The opposite of repatriation is non-repatriation. In the case of investment on non-repatriation basis, the funds cannot be transferred back to the NRIs country of residence nor can they be converted to any foreign currency.

Separate NRI Bank account types are available for investments on a repatriable and non-repatriable basis.

The Non-Resident External (NRE) and Foreign Currency Non-Resident (FCNR) bank accounts are designed for investment on a repatriation basis. Any funds held in these accounts can be converted into foreign currency and transferred to your overseas account at any time. These accounts are also called NRI repatriable account.

The Non-Resident Ordinary (NRO) bank account is designed for investment on a non-repatriation basis. The NRO accounts are commonly used to manage NRIs earning in India from sources like rent, pension, dividends etc. This account is also called NRI non-repatriable account.


NRI Repatriation Limit

There are no repatriation limits on the funds held in NRE and FCNR bank accounts and are freely repatriable.

The funds held in NRO bank account are subject to certain limits as per below:

  • The principal amount held in NRO is not repatriable.
  • The interest earned on NRO balances is freely repatriable.
  • The income earned in India in nature of rent, salary, dividend, pension, etc. and proceeds from the sale of financial assets viz. equity stocks, initial public offering (IPO), mutual funds and proceeds from the sale of immovable property in India is repatriable up to USD 1 million per financial year. Any repatriation above the mentioned limit is subject to RBI approval.

NRI Repatriation of Funds from India

Apart from the repatriation limits, there are certain NRI repatriation rules applicable as per below:

  • The repatriation of funds from NRO account is allowed only after payment of applicable taxes on income earned in India and on the sale proceeds of the investments done by NRI.
  • The repatriation of funds from NRO account can be done to any NRE account of the NRI or the overseas bank account of the NRI but not to the third party.

- - -

- [WHAT TO DO]:
1. Gather every line of the listing that contains the word "with".
2. Carry the piece on NRI repatriation forward from its last sentence.
The listing that comes next is unrelated to the piece on NRI repatriation.

- - -

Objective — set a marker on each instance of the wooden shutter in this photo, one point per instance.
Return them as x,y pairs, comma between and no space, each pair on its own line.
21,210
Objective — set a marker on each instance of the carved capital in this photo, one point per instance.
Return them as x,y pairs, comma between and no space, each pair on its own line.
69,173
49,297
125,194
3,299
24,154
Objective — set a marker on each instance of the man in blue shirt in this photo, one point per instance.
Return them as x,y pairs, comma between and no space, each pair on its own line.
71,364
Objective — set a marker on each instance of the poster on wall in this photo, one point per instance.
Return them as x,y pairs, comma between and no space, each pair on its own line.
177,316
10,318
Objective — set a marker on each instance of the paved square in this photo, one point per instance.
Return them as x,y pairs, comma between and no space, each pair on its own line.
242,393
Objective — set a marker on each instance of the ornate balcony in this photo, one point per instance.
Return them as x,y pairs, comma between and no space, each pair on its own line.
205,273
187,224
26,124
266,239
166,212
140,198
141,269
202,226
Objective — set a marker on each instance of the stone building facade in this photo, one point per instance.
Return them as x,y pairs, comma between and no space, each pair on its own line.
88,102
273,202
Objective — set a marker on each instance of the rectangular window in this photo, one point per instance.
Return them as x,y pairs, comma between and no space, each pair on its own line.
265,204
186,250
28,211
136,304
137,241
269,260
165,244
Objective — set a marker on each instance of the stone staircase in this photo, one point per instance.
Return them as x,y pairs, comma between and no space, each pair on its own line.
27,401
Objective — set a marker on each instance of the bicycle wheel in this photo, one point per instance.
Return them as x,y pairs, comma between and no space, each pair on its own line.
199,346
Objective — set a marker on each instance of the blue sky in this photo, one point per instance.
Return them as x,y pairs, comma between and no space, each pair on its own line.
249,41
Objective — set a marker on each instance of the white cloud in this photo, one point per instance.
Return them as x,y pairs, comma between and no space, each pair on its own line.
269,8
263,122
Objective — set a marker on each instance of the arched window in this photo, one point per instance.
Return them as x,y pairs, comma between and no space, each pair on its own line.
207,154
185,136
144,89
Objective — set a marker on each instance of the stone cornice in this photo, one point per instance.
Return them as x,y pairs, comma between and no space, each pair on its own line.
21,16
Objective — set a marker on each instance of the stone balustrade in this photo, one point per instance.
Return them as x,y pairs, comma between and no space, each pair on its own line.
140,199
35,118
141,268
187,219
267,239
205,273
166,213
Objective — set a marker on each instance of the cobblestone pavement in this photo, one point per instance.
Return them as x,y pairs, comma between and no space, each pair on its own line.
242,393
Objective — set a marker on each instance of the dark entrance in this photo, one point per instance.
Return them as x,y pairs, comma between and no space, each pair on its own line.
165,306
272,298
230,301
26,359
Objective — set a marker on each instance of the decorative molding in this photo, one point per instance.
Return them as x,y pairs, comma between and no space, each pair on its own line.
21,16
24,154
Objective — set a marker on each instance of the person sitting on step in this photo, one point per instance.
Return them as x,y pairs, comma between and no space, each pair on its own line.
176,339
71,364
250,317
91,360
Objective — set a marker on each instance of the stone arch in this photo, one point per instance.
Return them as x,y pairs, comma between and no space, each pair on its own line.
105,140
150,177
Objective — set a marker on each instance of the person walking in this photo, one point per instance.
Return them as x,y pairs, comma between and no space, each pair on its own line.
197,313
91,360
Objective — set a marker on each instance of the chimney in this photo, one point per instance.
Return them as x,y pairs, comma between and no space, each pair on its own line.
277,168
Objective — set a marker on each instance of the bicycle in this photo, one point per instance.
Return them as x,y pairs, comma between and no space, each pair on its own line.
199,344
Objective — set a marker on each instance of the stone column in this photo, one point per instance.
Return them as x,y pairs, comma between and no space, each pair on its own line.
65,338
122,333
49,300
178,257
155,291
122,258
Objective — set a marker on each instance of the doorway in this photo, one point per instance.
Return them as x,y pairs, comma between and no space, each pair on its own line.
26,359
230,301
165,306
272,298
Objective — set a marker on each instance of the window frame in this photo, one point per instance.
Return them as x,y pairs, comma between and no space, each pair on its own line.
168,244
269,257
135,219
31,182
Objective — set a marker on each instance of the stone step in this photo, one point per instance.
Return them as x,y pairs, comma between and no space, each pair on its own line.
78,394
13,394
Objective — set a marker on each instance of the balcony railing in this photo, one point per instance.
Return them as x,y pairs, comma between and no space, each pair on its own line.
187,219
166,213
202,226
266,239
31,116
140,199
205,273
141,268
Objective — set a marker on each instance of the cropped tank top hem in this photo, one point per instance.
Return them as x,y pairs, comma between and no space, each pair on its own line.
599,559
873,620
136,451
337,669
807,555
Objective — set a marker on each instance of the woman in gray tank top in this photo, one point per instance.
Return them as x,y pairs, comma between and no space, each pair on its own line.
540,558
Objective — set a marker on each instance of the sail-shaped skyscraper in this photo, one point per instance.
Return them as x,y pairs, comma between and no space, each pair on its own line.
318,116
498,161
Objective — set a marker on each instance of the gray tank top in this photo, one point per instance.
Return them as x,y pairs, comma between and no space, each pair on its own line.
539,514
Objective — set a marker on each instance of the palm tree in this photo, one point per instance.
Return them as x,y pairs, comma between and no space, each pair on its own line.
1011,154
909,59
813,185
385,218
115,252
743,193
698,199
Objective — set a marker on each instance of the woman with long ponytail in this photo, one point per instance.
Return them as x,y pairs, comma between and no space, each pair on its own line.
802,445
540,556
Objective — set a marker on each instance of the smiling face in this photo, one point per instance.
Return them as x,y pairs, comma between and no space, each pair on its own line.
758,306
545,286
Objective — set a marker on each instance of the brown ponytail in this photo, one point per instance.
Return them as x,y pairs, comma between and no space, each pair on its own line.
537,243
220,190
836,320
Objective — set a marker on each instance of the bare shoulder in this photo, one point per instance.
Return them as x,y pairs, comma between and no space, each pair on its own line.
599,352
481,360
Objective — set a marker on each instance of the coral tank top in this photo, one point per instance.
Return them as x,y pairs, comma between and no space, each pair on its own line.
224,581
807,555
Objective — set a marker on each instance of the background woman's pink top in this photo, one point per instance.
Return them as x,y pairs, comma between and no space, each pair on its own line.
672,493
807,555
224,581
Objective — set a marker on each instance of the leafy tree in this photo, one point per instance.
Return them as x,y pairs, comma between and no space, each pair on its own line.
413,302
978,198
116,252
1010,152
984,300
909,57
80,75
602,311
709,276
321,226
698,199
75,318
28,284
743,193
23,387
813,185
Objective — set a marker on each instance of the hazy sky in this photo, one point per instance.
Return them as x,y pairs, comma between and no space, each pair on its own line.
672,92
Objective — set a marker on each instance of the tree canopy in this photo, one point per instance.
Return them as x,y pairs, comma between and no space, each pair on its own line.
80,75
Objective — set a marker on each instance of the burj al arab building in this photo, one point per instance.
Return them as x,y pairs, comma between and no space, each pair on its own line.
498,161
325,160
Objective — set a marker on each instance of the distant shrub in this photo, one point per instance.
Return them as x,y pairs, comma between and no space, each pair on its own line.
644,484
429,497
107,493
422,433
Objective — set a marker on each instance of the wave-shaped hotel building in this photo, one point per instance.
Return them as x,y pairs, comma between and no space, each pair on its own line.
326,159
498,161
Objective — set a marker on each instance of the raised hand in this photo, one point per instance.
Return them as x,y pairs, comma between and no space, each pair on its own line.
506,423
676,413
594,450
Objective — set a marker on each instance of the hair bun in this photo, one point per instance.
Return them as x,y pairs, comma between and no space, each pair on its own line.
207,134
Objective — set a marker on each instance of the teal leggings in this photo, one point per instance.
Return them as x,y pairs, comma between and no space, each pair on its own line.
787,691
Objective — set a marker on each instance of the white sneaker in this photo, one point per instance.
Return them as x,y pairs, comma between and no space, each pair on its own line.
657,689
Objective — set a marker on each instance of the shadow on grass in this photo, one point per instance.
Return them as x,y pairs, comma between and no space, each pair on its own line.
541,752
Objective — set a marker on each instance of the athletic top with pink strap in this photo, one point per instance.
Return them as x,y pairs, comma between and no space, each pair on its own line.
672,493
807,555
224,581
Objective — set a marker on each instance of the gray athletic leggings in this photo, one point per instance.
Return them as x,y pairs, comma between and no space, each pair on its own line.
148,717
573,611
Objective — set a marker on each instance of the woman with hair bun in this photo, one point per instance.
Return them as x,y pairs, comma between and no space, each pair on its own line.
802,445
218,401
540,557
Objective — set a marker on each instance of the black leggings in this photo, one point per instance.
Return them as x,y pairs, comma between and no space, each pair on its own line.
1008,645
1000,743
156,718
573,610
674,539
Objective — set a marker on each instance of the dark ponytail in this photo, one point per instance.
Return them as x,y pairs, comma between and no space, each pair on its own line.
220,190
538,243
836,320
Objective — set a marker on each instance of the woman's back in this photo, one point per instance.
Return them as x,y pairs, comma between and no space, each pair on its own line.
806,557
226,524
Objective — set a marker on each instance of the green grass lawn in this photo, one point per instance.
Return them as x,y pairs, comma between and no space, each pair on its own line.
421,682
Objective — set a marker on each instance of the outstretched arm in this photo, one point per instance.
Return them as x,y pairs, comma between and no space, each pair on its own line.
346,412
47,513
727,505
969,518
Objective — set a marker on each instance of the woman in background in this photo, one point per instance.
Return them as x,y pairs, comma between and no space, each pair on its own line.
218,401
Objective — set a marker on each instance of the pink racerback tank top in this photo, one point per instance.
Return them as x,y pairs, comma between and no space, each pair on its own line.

- - -

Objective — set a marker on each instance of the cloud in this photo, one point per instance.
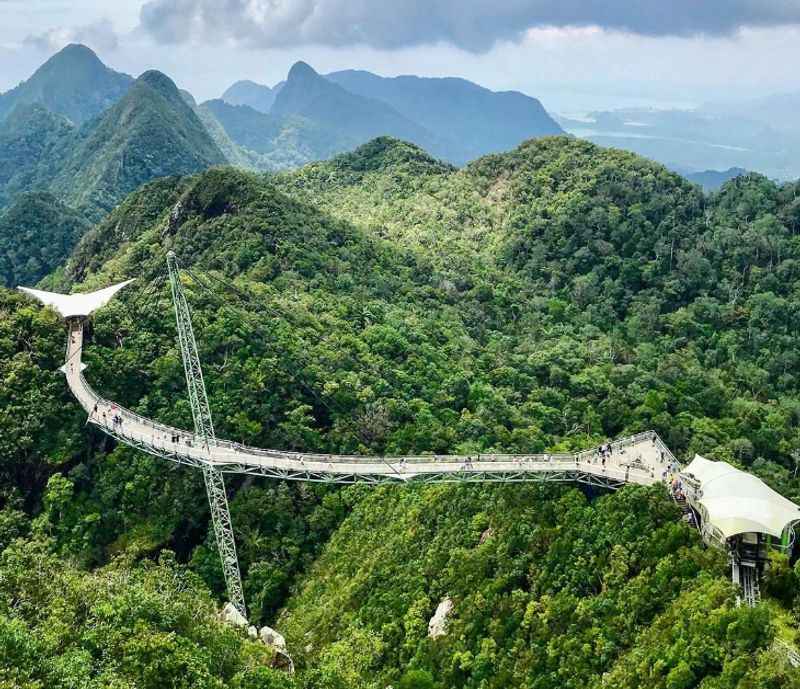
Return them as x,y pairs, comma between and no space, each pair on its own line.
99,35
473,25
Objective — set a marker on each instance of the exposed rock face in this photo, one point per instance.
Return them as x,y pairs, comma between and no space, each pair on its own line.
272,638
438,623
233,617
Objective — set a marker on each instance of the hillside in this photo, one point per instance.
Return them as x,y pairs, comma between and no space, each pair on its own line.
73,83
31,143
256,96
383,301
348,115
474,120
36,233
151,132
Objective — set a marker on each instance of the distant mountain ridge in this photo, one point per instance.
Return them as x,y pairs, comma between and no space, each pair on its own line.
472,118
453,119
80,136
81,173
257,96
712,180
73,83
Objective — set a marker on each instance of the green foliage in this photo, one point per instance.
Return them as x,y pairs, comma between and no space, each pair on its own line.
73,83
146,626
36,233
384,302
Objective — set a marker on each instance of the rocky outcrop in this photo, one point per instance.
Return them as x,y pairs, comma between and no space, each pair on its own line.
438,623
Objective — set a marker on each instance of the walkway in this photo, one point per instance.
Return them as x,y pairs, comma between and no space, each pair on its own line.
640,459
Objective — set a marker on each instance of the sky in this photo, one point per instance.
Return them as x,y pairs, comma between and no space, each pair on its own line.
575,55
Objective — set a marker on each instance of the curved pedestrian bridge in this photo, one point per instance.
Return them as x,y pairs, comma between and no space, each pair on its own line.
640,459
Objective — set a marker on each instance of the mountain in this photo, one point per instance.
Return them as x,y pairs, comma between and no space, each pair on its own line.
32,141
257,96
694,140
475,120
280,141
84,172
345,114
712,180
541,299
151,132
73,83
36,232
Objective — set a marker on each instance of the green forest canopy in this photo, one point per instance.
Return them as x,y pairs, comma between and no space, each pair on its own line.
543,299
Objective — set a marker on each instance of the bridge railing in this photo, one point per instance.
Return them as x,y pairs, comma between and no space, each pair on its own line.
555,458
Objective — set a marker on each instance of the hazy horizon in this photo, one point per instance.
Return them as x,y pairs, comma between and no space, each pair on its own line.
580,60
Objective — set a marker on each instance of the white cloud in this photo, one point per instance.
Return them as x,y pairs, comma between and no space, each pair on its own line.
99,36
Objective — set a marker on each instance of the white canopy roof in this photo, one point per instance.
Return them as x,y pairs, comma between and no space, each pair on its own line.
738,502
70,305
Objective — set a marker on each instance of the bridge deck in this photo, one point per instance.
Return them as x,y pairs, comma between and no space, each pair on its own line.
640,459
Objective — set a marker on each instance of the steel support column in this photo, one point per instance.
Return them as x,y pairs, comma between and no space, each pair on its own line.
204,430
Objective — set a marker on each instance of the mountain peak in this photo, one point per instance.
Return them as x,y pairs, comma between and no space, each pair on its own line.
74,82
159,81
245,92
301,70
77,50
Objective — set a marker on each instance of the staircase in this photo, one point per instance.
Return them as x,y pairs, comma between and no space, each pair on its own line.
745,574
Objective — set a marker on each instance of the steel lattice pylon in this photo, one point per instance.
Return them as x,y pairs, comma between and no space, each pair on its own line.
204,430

- - -

- [THE ANSWERS]:
1.
Objective — set a marker on each instance of the woman with long ponytail in this photo, one point per instance.
Objective — set a marker on each instance of the athletic top with pink strap in this photo, one point per instance.
Objective — set a marker on each instance of the woman with hair bun in this photo, one point per instance.

2.
  • The repatriation limit of USD 1 million is applicable across all the NRO bank accounts held by NRI.
  • The repatriation limit of USD 1 million from the NRO account allowed per financial year has to be utilized in one financial year only. There is no carry forward permitted if the limit if unutilized.

Documents required for NRI repatriation of funds

An NRI can repatriate funds from NRE, NRO and FCNR bank accounts. To process the repatriation, an NRI is required to furnish the list of below generic documents. Note: There can be a slight variation in requirements from bank to bank.

  1. Documents required in case of repatriation from NRE/FCNR account
    • Request to Bank for repatriation - An NRI needs to fill up the request form to notify the bank about the remittance.
    • A2 Form known as 'FEMA declaration' or form for outward remittance. [Sample form from RBI website A2 Form]. Each bank has its A2 form with its logo and specific instructions if any. The A2 form is required to apply for the purchasing of foreign exchange. An NRI is also required to mention the NRI repatriation purpose code for which the funds are required to be repatriated.

    The forms are available on the bank website. NRIs can download the form and send the duly filled up form to banks via courier for processing. Alternatively, many banks are also offering online repatriation services to NRIs.

  2. Documents required in case of repatriation from NRO account
    • Request to Bank for repatriation.
    • A2 Form.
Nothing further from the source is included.